**Task brief:**
Search the records below for the string "brown" and copy each line where it turns up.

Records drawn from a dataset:

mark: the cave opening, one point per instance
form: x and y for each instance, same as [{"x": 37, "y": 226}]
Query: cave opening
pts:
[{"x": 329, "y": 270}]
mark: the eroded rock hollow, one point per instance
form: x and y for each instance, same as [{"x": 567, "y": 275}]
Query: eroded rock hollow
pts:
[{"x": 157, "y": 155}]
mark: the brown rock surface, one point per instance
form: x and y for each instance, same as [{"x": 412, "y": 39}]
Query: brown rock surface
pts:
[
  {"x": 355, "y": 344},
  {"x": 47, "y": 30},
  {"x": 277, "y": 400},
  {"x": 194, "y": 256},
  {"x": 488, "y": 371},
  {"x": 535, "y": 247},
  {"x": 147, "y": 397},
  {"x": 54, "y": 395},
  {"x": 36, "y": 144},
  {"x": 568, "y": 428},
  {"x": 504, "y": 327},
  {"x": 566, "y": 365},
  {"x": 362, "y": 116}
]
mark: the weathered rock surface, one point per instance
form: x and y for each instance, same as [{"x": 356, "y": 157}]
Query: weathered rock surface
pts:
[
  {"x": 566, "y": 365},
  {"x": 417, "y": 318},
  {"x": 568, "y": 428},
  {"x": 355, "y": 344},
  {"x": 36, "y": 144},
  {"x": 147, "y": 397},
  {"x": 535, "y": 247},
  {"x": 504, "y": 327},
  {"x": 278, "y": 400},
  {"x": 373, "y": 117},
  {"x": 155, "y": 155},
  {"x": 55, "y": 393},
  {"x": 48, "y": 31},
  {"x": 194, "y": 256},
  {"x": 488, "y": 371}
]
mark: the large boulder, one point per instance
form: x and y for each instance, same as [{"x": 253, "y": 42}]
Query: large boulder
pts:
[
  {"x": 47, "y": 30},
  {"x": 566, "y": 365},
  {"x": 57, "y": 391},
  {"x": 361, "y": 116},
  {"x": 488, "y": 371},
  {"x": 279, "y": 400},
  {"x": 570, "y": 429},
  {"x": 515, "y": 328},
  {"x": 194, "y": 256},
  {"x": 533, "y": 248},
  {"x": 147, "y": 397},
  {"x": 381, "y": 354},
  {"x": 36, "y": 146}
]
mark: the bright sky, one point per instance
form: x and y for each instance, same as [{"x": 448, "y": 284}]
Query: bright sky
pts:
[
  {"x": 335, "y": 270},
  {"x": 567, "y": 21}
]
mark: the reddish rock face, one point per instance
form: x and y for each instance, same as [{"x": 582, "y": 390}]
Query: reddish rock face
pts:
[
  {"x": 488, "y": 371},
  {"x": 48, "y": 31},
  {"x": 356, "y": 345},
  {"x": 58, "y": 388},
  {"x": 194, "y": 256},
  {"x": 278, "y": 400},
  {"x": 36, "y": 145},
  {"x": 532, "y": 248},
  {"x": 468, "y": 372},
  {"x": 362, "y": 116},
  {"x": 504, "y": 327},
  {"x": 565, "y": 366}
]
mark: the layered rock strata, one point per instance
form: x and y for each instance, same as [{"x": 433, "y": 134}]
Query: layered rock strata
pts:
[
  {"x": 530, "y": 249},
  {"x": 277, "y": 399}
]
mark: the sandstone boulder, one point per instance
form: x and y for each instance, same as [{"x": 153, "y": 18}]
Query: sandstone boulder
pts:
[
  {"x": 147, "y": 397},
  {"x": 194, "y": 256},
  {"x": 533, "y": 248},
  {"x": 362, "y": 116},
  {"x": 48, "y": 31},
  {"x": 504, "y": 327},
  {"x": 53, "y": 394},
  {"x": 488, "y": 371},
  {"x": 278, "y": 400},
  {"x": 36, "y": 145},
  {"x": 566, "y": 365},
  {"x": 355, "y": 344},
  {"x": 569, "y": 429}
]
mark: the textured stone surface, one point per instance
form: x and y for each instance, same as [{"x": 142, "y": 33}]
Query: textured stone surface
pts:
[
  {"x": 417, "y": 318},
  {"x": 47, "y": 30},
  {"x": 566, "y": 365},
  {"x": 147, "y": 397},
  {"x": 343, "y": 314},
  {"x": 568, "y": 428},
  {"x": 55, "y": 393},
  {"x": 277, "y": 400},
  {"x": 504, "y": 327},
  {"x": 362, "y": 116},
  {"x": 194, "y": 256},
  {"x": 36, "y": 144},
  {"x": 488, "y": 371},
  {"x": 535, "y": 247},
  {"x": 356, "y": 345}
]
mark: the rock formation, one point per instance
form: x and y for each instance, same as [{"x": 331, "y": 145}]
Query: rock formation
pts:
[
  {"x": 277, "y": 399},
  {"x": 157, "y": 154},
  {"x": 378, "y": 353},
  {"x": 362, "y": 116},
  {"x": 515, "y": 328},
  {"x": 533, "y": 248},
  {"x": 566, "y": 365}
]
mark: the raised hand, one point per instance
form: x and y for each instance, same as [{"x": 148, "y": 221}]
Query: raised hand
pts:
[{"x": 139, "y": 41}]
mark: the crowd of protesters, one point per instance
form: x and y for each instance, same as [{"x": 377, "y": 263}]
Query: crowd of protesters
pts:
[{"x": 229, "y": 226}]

**Solution to this task:**
mark: the brown rock surface, one point per instance
Query: brown rock surface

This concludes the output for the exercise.